WORK TO DO
Reproduce exactly the lines below from the one containing "the flower center" up to and including the last line of the rows.

DATA PROVIDED
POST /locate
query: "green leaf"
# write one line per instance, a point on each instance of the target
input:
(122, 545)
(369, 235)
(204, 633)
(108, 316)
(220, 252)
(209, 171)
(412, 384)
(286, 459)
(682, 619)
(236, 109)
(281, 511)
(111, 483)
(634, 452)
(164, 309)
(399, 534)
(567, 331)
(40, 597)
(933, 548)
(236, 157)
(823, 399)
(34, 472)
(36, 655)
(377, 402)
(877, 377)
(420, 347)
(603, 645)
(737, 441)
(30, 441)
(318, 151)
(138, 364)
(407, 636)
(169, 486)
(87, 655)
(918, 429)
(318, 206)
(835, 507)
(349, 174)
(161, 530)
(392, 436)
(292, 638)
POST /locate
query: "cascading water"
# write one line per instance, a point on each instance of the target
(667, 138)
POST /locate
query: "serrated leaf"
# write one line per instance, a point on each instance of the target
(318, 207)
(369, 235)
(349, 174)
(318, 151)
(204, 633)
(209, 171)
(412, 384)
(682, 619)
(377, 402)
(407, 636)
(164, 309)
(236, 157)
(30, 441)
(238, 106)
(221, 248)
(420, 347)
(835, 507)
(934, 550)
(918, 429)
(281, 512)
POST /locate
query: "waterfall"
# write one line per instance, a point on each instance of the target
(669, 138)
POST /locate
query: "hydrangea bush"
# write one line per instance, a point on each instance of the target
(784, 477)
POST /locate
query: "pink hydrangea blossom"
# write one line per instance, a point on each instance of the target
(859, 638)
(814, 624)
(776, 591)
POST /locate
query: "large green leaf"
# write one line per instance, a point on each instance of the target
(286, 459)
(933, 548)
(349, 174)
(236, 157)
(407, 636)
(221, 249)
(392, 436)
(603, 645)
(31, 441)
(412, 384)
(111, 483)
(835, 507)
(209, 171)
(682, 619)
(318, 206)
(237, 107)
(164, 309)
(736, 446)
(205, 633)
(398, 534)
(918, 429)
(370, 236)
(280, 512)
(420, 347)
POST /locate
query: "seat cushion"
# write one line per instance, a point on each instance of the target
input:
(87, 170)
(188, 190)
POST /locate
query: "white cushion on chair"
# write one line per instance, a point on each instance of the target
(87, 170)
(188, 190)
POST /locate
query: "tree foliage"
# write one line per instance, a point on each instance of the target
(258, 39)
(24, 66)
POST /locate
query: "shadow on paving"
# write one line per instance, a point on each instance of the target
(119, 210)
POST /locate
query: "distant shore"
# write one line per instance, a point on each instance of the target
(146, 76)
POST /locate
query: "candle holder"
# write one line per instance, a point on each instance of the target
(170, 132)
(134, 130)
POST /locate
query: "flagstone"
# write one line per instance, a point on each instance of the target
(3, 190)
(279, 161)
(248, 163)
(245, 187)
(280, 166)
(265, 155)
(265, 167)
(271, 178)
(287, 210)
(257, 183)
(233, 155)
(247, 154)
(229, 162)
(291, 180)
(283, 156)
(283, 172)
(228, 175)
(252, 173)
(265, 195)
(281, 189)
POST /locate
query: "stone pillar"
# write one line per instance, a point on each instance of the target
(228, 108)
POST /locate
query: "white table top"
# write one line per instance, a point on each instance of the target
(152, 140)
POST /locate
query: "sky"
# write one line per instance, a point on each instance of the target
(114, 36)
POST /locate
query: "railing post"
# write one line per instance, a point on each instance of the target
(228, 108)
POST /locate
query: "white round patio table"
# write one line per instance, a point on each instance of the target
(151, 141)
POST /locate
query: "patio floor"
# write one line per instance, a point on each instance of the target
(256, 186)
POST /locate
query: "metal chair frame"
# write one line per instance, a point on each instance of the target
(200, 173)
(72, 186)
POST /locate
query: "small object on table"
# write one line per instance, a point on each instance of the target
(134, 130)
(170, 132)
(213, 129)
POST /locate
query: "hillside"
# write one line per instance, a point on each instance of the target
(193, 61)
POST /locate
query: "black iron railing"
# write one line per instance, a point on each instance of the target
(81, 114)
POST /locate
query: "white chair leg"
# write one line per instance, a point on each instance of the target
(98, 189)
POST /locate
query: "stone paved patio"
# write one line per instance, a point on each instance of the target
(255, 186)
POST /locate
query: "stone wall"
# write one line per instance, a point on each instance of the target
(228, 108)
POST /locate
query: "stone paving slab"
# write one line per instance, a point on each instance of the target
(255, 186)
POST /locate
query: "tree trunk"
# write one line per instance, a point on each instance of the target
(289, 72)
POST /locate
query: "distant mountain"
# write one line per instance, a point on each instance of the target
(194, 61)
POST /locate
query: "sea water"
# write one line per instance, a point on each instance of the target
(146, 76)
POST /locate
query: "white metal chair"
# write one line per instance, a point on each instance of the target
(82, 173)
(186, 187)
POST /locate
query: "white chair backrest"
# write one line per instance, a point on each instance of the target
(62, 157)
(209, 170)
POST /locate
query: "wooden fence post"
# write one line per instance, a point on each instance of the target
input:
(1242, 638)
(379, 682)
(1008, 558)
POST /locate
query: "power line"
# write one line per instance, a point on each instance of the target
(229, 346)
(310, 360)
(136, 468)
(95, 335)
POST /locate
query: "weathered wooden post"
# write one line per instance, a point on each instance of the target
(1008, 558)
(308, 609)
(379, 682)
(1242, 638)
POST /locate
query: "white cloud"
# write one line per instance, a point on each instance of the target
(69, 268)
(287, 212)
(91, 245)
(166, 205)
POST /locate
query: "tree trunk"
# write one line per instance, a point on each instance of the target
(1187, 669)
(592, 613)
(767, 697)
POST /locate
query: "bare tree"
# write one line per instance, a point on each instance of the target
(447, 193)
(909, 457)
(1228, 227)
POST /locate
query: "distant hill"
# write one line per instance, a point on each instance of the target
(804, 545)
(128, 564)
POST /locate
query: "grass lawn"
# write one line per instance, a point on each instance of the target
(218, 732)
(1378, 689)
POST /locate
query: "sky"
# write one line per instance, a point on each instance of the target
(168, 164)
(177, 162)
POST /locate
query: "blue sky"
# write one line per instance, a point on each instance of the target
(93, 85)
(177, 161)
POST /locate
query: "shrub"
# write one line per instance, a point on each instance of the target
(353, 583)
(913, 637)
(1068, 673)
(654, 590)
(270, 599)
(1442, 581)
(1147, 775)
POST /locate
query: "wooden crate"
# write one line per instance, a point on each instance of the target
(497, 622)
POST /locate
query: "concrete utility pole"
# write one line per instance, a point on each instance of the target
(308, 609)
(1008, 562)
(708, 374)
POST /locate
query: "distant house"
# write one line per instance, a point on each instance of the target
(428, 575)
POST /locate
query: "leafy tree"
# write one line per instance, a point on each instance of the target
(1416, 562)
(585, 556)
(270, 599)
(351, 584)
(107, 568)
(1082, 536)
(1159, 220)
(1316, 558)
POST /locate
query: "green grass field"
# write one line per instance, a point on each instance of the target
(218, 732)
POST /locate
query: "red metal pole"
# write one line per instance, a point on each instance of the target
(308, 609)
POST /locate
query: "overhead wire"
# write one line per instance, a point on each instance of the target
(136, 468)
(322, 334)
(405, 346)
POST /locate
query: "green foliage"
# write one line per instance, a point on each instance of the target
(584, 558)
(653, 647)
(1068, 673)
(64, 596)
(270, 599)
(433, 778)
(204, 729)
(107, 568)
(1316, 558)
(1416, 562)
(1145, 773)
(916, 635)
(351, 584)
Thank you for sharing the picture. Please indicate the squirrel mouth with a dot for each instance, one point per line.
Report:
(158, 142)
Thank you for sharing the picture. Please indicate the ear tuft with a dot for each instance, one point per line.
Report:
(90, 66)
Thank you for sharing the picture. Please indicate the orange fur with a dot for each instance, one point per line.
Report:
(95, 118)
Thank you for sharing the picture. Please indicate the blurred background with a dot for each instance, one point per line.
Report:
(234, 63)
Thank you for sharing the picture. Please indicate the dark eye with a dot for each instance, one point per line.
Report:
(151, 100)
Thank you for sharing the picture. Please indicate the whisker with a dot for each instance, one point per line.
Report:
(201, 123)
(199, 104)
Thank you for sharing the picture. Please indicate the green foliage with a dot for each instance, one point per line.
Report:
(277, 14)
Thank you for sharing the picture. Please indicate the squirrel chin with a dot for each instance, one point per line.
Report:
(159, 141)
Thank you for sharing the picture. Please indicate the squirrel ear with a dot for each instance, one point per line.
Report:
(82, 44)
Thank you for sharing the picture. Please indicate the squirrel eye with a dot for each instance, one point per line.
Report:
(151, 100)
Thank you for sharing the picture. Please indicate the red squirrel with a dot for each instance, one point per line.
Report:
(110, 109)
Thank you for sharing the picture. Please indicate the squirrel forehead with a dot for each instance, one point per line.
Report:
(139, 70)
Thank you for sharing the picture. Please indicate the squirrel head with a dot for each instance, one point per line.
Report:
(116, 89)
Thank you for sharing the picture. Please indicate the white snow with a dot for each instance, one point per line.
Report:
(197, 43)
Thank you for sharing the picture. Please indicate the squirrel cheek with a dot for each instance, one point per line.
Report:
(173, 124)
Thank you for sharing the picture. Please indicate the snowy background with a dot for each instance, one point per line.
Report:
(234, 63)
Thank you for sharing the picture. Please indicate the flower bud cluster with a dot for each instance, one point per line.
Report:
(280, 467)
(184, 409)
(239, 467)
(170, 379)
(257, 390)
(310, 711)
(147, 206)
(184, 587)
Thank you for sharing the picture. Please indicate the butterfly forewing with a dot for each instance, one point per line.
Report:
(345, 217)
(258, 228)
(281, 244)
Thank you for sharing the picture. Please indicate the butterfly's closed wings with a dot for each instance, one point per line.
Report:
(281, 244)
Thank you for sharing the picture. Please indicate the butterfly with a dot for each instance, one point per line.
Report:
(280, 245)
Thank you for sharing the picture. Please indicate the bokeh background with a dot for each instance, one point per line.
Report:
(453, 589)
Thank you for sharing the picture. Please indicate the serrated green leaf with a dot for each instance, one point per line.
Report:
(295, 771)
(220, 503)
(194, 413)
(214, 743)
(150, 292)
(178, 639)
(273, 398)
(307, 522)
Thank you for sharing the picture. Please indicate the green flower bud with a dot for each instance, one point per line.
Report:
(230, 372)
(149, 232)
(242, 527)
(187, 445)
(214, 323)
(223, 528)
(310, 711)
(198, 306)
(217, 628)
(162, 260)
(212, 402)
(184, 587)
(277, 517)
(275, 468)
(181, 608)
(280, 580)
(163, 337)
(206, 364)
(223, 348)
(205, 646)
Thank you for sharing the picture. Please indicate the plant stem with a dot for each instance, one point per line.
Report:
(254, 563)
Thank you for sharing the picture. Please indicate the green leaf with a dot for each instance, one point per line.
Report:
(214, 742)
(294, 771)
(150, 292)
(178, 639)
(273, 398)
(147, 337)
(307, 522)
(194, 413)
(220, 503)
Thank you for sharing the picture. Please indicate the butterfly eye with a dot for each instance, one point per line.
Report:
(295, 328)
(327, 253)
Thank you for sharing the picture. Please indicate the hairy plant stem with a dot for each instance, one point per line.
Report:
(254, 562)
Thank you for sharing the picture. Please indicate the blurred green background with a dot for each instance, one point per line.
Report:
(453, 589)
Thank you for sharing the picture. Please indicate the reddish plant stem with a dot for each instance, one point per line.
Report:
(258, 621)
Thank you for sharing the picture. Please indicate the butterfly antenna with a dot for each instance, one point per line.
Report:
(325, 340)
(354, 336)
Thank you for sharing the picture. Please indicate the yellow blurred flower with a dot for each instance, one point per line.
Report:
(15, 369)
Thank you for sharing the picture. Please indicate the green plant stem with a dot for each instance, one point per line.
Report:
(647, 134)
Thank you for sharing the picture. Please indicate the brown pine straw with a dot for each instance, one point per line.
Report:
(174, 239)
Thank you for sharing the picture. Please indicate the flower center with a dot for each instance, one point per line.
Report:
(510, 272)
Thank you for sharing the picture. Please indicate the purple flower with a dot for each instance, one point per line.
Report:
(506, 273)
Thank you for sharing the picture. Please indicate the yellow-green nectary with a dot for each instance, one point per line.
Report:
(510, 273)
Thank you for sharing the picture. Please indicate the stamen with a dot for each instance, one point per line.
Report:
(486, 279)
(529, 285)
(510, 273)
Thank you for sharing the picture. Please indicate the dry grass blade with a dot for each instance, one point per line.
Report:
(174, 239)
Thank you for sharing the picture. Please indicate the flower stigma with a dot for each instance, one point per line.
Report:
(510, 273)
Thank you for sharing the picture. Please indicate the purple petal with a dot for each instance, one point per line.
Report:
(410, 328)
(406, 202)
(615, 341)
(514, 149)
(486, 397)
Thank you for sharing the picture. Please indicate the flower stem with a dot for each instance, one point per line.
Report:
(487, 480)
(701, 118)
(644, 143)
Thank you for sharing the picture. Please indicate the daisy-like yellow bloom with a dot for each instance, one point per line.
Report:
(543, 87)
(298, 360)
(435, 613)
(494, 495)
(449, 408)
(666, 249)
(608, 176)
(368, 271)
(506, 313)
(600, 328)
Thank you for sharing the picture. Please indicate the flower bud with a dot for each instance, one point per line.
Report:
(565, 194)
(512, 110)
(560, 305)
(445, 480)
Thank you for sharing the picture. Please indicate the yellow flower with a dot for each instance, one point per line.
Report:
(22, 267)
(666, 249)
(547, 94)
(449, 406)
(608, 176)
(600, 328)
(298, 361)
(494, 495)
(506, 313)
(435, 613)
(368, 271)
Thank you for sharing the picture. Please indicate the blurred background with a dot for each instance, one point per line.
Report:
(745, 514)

ANSWER FOR THE TASK
Thank you for sharing the picture. Please indicate the flower center with a dot for each instance, one point per line.
Report:
(510, 272)
Thank you for sharing the picture. Please indicate the purple flower with a dot for each instance, one point per line.
Report:
(506, 273)
Thank you for sharing the picture. Please indicate the yellow-green nectary with a dot for each instance, one point per line.
Report:
(510, 273)
Thank you for sharing the picture. Please indicate the stamen with a dot for each instance, one point per line.
Report:
(486, 279)
(529, 285)
(510, 273)
Thank you for sharing the picture. Please indicate the dry grass blade with a dot for each instance, one point per line.
Report:
(174, 239)
Thank you for sharing the picture. Please indicate the flower stigma with a dot for each instance, one point per line.
Report:
(510, 273)
Thank you for sharing the picture. Please indicate the purple petal with a dot for each instance, one point per line.
Report:
(410, 328)
(406, 202)
(615, 341)
(514, 149)
(486, 397)
Thank you for sharing the picture. Please indicate the flower stem with a dot for each instance, one point per line.
Report:
(487, 480)
(701, 118)
(644, 143)
Thank you for sharing the picture. Please indicate the daisy-like yellow bloom with a dot for each instance, one point per line.
Report:
(543, 87)
(298, 360)
(435, 613)
(494, 495)
(449, 408)
(666, 249)
(608, 176)
(368, 271)
(506, 313)
(600, 328)
Thank you for sharing the picture. Please indicate the flower bud with a dot for each instance, one point per line.
Report:
(565, 194)
(512, 110)
(560, 305)
(445, 480)
Thank you for sharing the picture. Please indicate the yellow flower with a dot for each instance, one point per line.
Report:
(22, 267)
(666, 249)
(547, 94)
(449, 406)
(608, 176)
(600, 328)
(298, 361)
(494, 495)
(506, 313)
(435, 613)
(368, 271)
Thank you for sharing the picture. Please indicate the blurred background with a dot for each instance, one point per line.
Report:
(745, 514)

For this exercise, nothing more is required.